Exercise brief - Repeat the following lines exactly and nothing else: the line containing "detect_objects — Locates the specified red and" and each line after it through the end of the listing.

Data listing:
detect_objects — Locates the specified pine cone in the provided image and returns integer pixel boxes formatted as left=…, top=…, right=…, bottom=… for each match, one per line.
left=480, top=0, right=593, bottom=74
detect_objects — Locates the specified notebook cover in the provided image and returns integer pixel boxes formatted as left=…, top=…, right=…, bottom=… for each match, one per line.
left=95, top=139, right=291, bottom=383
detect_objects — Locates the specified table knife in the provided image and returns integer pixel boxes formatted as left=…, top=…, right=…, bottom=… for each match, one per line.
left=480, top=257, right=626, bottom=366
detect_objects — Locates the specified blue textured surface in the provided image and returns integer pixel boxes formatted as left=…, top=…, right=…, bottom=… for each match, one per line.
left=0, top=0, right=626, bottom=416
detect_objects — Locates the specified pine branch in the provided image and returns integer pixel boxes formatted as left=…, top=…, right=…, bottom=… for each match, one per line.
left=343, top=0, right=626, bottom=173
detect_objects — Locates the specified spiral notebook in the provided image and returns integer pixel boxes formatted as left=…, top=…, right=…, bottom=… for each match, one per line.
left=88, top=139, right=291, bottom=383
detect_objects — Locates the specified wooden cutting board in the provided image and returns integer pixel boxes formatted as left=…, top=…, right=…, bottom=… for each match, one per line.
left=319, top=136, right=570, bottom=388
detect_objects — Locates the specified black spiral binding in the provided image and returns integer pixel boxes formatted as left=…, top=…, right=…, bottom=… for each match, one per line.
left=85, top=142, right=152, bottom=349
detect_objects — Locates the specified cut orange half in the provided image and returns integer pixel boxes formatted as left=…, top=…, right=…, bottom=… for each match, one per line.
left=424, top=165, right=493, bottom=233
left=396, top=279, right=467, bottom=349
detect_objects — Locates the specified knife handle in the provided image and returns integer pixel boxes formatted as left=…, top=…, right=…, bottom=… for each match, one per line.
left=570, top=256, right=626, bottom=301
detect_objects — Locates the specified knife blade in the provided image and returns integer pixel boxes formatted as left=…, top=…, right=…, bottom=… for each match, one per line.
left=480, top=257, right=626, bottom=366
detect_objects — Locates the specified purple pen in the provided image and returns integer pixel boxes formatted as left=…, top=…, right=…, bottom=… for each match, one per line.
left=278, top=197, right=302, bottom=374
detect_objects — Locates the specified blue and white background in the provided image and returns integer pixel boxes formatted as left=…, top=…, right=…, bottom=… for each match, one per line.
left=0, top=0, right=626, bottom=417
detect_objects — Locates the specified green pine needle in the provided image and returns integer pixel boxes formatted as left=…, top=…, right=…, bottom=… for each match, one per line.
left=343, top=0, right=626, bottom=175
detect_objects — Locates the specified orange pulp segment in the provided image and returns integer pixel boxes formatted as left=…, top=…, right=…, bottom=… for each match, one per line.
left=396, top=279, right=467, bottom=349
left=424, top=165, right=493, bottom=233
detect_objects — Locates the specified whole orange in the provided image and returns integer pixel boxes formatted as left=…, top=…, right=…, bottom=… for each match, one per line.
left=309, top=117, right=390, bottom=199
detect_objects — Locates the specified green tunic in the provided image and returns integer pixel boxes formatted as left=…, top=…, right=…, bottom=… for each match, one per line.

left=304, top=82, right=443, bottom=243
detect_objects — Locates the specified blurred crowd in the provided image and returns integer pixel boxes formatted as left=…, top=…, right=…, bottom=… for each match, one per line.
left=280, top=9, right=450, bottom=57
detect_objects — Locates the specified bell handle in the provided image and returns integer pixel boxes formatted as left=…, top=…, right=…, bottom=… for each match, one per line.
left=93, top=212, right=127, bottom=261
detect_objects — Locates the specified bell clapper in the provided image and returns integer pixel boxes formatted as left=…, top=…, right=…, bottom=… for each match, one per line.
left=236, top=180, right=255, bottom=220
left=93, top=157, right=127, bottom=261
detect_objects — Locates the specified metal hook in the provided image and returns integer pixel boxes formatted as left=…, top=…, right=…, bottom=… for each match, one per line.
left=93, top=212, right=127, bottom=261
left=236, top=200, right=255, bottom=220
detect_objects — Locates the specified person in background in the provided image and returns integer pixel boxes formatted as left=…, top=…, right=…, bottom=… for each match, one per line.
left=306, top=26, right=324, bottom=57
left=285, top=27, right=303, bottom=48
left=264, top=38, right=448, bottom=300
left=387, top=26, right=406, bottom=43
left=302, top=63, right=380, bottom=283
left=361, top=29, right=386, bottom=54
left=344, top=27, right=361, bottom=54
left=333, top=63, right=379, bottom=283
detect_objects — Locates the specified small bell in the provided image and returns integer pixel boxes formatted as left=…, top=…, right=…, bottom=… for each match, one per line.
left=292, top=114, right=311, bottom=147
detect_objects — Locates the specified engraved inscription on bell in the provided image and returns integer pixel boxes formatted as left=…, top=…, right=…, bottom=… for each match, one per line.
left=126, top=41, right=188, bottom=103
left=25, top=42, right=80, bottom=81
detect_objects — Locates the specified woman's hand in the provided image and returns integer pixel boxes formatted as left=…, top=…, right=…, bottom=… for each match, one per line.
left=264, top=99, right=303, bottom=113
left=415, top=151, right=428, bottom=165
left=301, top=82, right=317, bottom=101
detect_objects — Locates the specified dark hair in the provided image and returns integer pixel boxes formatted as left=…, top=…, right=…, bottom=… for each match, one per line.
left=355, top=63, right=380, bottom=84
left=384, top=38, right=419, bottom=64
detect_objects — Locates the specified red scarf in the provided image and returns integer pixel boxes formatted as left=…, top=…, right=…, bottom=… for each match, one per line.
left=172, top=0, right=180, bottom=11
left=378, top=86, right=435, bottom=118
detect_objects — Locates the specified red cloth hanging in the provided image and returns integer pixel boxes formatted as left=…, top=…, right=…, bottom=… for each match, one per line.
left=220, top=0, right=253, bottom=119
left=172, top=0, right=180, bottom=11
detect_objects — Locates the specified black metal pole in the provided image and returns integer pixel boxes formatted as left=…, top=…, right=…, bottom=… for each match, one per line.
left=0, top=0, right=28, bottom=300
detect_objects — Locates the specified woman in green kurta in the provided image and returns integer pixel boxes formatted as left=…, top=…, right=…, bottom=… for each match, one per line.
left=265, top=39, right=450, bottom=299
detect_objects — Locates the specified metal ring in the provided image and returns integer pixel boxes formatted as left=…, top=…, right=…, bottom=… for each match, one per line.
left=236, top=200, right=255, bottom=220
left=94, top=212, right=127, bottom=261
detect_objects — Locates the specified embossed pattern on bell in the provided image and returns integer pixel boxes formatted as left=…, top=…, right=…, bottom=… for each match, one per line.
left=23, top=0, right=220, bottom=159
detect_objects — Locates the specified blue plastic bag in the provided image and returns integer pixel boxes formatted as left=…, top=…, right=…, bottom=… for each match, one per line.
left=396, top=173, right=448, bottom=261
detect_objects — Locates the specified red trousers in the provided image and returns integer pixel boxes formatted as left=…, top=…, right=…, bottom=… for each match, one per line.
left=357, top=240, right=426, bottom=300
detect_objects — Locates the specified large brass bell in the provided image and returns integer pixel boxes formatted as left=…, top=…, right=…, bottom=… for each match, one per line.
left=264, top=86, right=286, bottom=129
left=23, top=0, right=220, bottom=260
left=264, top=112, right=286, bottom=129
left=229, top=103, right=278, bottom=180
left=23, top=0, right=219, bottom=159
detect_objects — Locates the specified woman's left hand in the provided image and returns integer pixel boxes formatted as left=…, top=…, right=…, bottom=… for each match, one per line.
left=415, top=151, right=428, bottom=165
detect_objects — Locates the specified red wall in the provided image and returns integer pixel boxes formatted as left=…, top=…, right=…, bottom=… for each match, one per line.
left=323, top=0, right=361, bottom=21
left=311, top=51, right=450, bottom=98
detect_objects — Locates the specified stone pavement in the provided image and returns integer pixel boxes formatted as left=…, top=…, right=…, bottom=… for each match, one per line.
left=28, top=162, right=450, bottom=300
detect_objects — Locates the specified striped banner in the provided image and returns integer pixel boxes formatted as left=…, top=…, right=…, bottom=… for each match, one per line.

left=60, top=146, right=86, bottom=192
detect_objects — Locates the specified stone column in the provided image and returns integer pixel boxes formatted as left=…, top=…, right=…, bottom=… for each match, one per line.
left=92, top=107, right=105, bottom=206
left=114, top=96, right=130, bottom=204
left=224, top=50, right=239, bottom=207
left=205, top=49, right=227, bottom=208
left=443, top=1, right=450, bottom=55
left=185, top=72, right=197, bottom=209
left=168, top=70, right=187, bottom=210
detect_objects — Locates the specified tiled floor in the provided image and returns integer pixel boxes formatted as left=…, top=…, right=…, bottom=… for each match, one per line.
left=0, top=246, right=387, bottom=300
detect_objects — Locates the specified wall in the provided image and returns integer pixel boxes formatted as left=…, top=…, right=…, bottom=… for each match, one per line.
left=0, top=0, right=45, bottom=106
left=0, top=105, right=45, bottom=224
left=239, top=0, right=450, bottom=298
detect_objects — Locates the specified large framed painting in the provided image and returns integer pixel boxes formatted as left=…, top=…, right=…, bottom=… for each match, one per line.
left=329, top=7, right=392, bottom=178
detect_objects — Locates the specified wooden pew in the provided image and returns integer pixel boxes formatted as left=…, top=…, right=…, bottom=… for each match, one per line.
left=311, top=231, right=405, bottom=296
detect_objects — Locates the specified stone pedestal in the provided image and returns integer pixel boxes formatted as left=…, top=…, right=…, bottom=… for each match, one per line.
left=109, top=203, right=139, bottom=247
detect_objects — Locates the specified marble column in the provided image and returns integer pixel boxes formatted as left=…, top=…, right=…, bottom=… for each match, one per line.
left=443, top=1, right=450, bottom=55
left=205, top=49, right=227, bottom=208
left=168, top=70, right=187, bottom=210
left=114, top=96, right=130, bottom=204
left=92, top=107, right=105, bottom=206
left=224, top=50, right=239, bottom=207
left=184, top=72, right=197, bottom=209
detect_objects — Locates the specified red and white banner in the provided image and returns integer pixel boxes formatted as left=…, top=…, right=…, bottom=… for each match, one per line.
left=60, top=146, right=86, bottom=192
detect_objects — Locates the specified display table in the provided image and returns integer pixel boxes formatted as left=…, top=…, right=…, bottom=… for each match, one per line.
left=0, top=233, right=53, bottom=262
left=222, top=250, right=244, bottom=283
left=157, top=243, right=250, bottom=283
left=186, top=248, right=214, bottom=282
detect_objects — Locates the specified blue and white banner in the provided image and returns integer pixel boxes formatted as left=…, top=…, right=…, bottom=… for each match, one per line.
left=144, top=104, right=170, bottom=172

Result for this exercise -
detect_objects — Locates the specified red and white banner in the provided image and returns integer pixel boxes formatted as left=…, top=…, right=…, bottom=… for each match, one per line.
left=60, top=146, right=86, bottom=192
detect_objects — Locates the specified display table in the provided image and returns integer pixel boxes formatted as left=…, top=…, right=…, bottom=… for each match, one per line.
left=0, top=233, right=53, bottom=262
left=222, top=250, right=244, bottom=283
left=157, top=243, right=250, bottom=283
left=186, top=248, right=214, bottom=282
detect_objects — Locates the specified blue and white banner in the provided image and returns integer pixel boxes formatted as left=…, top=…, right=…, bottom=… for each match, one per line.
left=144, top=104, right=170, bottom=172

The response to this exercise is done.